GIVEN RECORDS Start Marker

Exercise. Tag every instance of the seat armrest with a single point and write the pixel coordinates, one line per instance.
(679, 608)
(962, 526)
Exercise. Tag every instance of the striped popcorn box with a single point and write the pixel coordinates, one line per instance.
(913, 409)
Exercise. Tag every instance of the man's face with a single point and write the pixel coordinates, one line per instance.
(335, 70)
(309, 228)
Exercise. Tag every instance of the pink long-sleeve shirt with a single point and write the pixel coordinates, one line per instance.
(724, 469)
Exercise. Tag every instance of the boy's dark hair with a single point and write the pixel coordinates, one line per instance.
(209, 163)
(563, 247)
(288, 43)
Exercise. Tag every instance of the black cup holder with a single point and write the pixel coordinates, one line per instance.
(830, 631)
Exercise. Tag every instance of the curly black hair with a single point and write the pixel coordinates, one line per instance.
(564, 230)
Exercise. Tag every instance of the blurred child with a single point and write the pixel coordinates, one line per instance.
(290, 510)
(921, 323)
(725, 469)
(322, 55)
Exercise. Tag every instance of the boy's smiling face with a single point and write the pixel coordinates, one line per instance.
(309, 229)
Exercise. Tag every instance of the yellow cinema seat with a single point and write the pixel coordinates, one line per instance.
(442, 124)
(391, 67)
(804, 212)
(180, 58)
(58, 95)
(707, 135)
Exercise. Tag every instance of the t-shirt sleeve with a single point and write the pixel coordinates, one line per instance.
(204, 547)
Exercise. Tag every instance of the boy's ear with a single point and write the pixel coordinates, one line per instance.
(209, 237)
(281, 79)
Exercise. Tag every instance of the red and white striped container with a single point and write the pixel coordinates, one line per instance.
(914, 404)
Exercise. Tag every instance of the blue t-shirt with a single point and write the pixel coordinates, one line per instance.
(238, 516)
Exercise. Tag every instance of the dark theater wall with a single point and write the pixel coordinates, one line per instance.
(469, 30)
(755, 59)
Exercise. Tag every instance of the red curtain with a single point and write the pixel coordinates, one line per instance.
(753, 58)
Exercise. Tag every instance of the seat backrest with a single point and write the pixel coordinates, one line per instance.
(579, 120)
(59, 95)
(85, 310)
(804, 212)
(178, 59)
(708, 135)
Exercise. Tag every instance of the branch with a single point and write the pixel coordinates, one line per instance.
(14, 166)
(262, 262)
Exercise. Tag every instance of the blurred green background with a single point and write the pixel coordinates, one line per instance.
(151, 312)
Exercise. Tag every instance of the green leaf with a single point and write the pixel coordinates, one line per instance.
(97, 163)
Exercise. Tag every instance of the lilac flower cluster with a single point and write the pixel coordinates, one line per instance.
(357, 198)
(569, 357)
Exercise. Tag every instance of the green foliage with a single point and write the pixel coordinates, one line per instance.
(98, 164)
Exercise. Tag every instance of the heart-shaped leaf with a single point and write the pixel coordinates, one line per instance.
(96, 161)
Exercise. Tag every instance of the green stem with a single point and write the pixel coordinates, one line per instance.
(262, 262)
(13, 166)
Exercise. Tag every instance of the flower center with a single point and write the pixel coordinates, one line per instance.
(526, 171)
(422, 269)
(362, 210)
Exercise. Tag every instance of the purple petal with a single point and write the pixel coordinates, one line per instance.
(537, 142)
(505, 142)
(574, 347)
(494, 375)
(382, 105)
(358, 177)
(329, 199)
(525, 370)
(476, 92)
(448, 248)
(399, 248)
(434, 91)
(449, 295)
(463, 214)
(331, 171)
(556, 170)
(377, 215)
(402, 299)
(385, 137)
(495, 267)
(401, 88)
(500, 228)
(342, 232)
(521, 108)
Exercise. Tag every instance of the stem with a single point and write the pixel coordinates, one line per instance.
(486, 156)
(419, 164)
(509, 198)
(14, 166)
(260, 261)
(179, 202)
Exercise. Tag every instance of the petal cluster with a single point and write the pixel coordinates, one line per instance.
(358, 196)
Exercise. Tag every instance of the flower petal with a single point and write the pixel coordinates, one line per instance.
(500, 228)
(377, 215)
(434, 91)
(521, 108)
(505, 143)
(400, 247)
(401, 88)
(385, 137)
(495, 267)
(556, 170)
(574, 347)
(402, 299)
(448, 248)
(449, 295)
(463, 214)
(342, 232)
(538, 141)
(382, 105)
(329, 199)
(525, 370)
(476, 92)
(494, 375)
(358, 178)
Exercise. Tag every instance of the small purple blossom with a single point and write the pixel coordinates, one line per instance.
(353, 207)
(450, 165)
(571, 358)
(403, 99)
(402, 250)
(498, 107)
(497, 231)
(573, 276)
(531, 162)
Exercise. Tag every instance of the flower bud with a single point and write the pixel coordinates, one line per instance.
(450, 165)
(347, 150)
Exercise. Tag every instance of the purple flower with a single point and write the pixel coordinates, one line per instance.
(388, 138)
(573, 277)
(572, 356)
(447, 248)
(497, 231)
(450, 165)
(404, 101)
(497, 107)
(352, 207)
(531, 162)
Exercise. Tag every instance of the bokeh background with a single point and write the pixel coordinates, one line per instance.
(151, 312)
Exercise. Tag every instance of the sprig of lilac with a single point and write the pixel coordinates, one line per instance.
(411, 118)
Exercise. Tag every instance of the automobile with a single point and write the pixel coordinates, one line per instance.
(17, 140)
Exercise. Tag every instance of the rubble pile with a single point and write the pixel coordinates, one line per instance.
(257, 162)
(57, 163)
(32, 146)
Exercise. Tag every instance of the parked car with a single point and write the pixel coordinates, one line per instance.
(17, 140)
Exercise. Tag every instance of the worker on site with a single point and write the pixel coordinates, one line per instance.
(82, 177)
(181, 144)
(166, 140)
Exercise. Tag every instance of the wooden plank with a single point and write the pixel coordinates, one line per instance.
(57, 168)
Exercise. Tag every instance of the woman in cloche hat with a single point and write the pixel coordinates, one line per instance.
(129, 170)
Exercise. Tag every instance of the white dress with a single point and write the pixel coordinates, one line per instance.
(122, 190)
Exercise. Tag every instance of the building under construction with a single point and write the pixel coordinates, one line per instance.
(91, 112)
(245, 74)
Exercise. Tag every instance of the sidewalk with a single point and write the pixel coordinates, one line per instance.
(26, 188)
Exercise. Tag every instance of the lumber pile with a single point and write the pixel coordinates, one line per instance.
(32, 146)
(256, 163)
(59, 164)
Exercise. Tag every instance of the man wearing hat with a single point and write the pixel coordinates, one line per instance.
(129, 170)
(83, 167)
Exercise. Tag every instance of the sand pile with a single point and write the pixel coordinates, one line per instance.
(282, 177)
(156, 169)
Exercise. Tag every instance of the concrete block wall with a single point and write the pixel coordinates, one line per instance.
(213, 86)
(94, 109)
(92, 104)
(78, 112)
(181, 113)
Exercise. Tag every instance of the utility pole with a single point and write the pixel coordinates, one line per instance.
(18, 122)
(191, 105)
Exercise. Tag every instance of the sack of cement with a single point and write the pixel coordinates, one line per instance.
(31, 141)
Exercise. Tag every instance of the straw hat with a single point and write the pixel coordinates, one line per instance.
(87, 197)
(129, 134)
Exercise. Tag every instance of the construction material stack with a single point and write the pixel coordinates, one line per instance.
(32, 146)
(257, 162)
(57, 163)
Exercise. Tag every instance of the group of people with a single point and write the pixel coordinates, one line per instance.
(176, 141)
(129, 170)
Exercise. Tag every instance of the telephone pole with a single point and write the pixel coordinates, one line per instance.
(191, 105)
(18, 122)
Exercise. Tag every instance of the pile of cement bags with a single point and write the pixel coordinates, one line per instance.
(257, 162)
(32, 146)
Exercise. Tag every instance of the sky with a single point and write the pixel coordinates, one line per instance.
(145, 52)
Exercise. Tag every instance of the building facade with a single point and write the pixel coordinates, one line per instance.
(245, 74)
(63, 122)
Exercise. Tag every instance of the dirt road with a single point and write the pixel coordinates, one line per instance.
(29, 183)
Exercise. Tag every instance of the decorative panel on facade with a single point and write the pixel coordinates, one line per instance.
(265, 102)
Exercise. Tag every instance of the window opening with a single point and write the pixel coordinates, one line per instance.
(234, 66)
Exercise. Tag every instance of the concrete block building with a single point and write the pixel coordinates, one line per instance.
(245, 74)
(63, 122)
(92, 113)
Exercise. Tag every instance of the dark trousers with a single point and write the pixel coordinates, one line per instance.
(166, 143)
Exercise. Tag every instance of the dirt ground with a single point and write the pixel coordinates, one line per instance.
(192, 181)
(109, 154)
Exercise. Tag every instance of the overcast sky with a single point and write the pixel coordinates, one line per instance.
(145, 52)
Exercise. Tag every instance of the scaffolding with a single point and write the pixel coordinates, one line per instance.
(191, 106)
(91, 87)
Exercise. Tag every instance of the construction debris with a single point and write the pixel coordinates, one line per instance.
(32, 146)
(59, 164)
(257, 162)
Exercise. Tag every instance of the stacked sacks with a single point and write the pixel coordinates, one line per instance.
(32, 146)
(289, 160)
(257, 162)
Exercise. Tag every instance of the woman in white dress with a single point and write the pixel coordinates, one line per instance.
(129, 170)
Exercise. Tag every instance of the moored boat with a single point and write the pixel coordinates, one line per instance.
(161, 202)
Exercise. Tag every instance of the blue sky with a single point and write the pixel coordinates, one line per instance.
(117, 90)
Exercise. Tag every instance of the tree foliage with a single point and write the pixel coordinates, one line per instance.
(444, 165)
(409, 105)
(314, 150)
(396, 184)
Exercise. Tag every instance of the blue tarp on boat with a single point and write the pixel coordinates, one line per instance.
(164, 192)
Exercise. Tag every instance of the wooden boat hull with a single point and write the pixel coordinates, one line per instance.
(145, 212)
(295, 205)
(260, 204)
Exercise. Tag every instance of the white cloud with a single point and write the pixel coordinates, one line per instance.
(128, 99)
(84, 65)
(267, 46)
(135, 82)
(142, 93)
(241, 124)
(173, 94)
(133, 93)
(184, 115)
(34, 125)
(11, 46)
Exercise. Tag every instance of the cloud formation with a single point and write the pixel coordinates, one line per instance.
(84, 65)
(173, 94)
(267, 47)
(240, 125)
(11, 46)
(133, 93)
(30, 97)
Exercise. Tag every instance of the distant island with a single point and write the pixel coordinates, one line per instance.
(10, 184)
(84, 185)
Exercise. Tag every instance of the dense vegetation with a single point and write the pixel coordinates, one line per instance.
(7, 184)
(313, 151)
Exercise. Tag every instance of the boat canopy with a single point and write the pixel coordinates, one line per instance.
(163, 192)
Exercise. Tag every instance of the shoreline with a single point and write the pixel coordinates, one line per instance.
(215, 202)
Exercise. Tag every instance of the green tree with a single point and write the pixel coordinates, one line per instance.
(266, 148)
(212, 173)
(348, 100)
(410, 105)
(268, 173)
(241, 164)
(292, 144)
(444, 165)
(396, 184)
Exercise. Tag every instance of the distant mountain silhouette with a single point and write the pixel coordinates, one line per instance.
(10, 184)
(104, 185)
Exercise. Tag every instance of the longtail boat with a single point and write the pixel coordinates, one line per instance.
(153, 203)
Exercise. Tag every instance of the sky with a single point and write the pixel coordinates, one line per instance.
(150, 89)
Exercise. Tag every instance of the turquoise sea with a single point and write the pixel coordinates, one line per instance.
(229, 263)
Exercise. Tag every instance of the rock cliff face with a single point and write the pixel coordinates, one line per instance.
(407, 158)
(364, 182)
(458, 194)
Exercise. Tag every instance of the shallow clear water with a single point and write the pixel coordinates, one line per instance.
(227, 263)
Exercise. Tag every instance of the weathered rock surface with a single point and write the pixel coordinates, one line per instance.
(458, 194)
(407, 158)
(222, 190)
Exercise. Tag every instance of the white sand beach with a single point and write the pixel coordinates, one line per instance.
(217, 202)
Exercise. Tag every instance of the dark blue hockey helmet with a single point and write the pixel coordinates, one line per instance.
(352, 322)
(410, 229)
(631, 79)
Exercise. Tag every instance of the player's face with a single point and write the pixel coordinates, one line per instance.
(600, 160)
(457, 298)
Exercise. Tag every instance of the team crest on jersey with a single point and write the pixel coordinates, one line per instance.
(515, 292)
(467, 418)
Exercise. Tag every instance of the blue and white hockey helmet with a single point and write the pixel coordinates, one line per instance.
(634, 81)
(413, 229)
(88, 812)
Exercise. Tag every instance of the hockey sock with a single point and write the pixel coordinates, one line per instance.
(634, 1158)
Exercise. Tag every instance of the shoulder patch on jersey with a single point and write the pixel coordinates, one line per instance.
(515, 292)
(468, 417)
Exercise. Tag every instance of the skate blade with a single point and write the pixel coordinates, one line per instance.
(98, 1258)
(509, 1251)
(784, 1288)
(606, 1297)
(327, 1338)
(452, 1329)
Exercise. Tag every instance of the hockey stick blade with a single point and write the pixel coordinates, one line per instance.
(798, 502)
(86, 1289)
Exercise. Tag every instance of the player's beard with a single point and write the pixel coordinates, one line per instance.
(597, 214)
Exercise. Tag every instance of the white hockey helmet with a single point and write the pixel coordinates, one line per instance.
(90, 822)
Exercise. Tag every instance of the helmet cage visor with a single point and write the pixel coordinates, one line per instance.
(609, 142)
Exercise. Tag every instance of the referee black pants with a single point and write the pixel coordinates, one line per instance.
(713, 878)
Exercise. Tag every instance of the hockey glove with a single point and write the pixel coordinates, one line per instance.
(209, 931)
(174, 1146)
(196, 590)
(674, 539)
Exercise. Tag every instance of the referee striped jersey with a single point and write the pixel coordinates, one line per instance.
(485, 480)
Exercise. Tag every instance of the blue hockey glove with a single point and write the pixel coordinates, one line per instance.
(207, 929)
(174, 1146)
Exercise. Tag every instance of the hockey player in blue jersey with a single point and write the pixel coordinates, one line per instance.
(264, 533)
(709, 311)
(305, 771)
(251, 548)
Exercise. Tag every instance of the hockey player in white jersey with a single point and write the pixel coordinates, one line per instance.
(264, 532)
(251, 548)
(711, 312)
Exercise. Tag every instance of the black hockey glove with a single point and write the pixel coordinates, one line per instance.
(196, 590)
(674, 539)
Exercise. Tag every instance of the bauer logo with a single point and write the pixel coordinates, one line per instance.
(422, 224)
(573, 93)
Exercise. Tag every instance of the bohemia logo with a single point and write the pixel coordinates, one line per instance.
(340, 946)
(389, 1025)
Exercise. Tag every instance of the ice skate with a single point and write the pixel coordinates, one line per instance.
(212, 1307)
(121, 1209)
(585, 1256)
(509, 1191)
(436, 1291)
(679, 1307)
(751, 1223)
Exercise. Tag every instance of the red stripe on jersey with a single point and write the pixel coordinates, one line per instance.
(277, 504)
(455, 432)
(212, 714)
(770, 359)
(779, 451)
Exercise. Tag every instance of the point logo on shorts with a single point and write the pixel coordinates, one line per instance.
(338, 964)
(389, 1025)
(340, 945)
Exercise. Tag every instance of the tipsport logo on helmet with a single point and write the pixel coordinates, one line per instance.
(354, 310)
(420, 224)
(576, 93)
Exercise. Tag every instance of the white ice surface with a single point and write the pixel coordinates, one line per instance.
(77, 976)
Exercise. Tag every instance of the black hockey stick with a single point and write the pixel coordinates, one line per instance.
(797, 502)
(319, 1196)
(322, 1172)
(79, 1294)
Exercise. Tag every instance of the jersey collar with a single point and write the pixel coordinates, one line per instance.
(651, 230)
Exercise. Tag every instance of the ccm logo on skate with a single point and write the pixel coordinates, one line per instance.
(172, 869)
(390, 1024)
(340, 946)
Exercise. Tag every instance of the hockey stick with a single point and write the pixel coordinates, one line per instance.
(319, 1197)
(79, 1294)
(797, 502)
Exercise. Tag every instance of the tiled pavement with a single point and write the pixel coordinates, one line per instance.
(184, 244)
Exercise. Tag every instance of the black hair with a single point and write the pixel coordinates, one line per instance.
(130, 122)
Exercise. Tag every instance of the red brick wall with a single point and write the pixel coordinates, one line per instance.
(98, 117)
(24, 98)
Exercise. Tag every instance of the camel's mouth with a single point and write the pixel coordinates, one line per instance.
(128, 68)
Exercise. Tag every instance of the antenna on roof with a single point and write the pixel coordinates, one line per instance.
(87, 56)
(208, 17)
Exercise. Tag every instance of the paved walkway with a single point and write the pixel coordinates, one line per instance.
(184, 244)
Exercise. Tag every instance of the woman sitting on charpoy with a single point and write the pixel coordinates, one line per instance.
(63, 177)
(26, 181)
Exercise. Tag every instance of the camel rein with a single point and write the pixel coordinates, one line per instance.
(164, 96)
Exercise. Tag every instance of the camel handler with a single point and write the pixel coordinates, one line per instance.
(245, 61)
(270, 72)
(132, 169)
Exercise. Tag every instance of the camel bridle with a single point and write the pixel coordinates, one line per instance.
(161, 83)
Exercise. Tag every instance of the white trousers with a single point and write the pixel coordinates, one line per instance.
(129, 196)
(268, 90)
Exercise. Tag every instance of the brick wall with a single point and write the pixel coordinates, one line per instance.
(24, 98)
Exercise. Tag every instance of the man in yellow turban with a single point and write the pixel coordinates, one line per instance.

GIVEN RECORDS End Marker

§ AIM OF THE EXERCISE: Reply with the lines from the one that contains "Exercise. Tag every instance of the camel rein" through the last line of the material above, copied exactly and nothing else.

§ PROBLEM SOLUTION:
Exercise. Tag every instance of the camel rein with a single point and write the pixel coordinates, one line per instance.
(164, 96)
Exercise. Tag every instance of the camel handler with a single point and write the pixel coordinates, one line per instance.
(245, 61)
(270, 72)
(132, 169)
Exercise. Tag every instance of the camel bridle with a single point and write the pixel coordinates, one line per instance.
(161, 83)
Exercise. Tag every instance of the white trousers with a single point and write the pixel coordinates, one line per instance.
(129, 196)
(268, 90)
Exercise. Tag every instance of the brick wall with a single point and write the pixel coordinates, one line per instance.
(24, 98)
Exercise. Tag every instance of the man in yellow turban with a single point and write the pixel coordinates, one line per instance.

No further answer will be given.